* [Task prompt]: Pull every line from the records below that contains the word "clicks", and copy each one whole. Only matches with the same capitalization count.

* [Dataset records]:
------------------------------

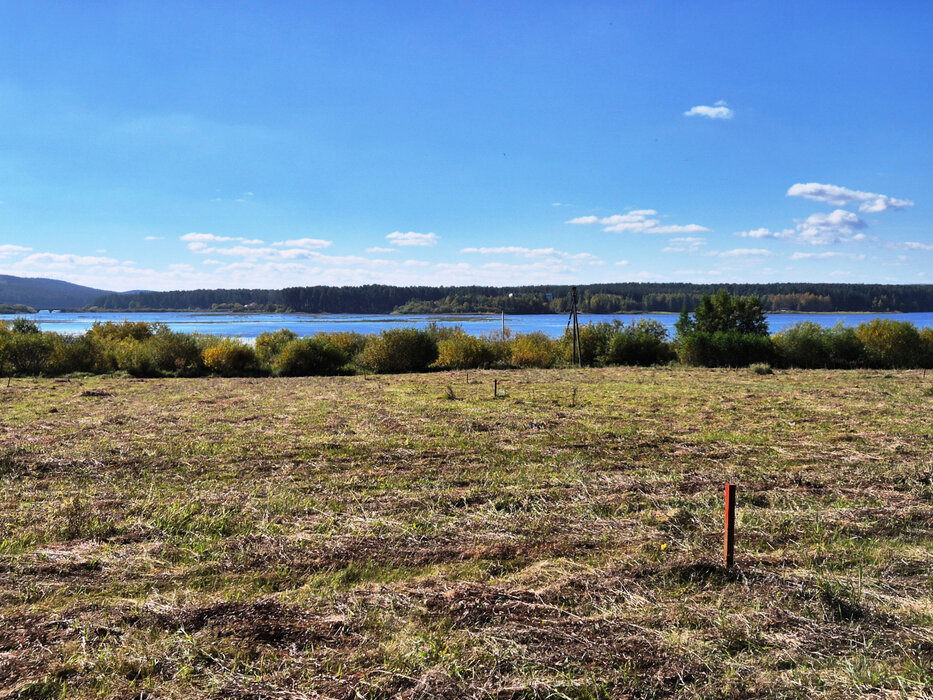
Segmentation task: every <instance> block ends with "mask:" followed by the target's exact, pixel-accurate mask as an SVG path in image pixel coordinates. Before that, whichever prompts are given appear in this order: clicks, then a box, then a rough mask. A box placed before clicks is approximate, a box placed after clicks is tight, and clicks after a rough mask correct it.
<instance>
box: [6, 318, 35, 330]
mask: <svg viewBox="0 0 933 700" xmlns="http://www.w3.org/2000/svg"><path fill="white" fill-rule="evenodd" d="M10 330H11V331H13V332H14V333H23V334H35V333H41V330H40V329H39V324H38V323H36V322H35V321H33V320H31V319H28V318H14V319H13V322H12V323H11V324H10Z"/></svg>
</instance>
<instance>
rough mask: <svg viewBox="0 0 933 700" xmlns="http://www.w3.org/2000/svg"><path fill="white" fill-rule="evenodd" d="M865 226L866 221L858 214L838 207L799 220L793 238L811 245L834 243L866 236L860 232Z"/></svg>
mask: <svg viewBox="0 0 933 700" xmlns="http://www.w3.org/2000/svg"><path fill="white" fill-rule="evenodd" d="M863 228H865V222H864V221H862V220H861V219H860V218H859V217H858V215H857V214H853V213H852V212H850V211H845V210H844V209H836V210H835V211H833V212H830V213H829V214H822V213H817V214H811V215H810V216H808V217H807V218H806V219H804V220H803V221H800V222H798V224H797V230H796V231H795V232H794V234H793V239H794V240H796V241H798V242H800V243H809V244H810V245H833V244H835V243H845V242H848V241H858V240H862V239H864V238H865V234H864V233H859V231H861V230H862V229H863Z"/></svg>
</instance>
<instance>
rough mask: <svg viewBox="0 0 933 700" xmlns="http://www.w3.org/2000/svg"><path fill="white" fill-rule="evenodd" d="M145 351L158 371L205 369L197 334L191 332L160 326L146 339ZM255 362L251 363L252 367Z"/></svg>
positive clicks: (177, 372) (174, 373) (182, 374)
mask: <svg viewBox="0 0 933 700" xmlns="http://www.w3.org/2000/svg"><path fill="white" fill-rule="evenodd" d="M143 349H144V352H146V353H147V354H148V356H149V359H150V361H151V365H152V367H153V368H154V369H155V370H157V371H158V372H163V373H166V374H175V375H178V376H185V377H190V376H195V375H198V374H201V373H202V372H203V370H204V361H203V358H202V350H201V347H200V346H199V345H198V339H197V337H196V336H193V335H191V334H190V333H176V332H174V331H170V330H169V329H168V328H160V329H159V330H158V332H157V333H155V334H154V335H153V336H152V337H150V338H149V339H148V340H147V341H145V345H144V348H143ZM253 364H255V363H252V364H250V367H252V365H253Z"/></svg>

------------------------------

* [Result]:
Segmentation task: every <instance> block ends with "mask:" followed by the target's exact, pixel-accurate mask as an SVG path in image pixel coordinates. Before that, whichever prompts are given appear in this order: clicks, then a box, then a rough mask. A box placed before clicks is approximate, a box placed after clicks is tight, and clicks after a rough mask correct it.
positive clicks: (177, 372) (174, 373) (182, 374)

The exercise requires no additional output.